ASSIGNMENT — Single out the lines of the material that contain "dried" and copy them.
*-*-*
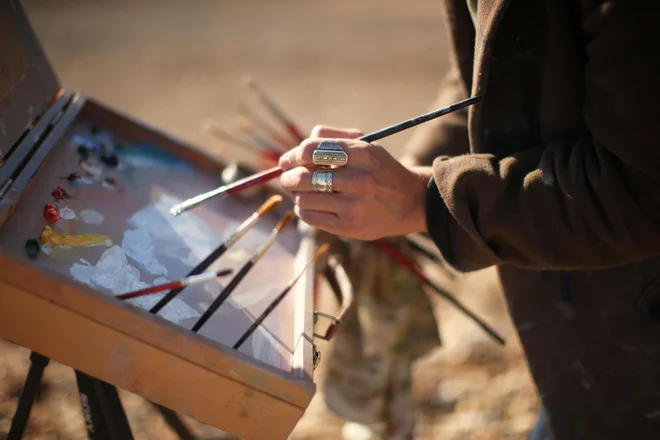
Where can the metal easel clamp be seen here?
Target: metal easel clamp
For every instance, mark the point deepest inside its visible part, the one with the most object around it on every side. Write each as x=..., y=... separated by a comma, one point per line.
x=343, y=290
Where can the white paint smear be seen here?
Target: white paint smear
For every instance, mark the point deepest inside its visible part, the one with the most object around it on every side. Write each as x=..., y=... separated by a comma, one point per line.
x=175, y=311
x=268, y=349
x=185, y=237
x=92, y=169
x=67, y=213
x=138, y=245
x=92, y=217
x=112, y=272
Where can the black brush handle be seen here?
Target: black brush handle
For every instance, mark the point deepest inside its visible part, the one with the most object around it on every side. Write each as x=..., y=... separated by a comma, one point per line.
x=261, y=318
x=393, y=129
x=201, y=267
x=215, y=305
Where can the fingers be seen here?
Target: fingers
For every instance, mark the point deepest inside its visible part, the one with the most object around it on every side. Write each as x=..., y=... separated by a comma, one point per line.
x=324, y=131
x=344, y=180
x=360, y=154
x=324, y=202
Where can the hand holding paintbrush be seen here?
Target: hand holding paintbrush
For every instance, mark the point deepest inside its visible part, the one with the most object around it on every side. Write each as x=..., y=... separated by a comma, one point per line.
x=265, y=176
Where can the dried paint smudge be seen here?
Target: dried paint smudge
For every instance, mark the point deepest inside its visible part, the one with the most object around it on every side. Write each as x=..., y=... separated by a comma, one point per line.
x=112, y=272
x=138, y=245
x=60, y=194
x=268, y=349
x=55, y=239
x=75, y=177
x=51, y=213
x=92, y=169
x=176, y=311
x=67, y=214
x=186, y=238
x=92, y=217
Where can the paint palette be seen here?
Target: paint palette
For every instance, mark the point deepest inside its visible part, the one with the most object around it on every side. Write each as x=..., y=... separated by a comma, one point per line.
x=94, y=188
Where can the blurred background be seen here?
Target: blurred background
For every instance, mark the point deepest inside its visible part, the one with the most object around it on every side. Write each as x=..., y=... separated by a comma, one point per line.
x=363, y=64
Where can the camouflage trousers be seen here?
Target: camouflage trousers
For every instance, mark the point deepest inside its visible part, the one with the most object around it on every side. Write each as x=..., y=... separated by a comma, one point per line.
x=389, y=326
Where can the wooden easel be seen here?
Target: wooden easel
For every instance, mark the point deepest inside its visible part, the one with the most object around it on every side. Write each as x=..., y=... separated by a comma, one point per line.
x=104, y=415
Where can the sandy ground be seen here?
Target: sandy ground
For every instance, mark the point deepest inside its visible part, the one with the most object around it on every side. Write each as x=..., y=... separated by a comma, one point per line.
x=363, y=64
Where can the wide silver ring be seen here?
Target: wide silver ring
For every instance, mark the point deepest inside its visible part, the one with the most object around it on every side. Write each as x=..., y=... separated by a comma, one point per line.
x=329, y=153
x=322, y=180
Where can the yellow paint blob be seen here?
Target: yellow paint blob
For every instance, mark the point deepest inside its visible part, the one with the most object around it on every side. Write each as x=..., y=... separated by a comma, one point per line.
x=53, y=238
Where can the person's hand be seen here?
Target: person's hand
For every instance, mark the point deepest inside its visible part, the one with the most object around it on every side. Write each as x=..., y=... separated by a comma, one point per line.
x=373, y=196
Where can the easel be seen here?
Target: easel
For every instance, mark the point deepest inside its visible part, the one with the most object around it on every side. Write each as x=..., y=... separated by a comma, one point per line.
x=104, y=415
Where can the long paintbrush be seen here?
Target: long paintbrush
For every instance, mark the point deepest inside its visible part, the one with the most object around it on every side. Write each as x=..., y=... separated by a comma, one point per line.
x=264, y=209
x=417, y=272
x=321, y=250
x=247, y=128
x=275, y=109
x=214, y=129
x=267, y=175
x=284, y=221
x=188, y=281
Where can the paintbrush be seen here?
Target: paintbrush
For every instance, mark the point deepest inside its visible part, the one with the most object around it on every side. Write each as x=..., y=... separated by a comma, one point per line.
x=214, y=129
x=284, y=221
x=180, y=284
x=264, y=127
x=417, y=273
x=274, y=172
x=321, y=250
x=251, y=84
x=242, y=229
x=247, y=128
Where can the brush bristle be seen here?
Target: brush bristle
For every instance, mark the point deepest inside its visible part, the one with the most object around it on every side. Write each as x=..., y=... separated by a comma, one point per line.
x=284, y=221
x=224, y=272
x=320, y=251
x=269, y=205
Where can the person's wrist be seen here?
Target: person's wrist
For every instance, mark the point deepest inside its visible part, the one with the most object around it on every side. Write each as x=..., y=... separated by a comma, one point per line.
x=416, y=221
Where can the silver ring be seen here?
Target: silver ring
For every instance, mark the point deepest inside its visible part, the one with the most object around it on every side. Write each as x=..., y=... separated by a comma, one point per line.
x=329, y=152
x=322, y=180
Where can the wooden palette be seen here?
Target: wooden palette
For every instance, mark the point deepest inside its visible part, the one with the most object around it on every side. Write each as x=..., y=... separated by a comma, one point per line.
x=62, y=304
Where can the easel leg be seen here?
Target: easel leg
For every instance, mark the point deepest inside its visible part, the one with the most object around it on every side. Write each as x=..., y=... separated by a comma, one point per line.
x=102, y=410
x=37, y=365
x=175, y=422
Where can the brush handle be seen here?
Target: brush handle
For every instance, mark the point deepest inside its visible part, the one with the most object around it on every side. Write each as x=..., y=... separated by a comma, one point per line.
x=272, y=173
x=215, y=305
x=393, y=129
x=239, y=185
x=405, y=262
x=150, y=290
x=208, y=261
*-*-*
RESPONSE AREA —
Where can the dried paint smudge be seen here?
Target: dried paint smudge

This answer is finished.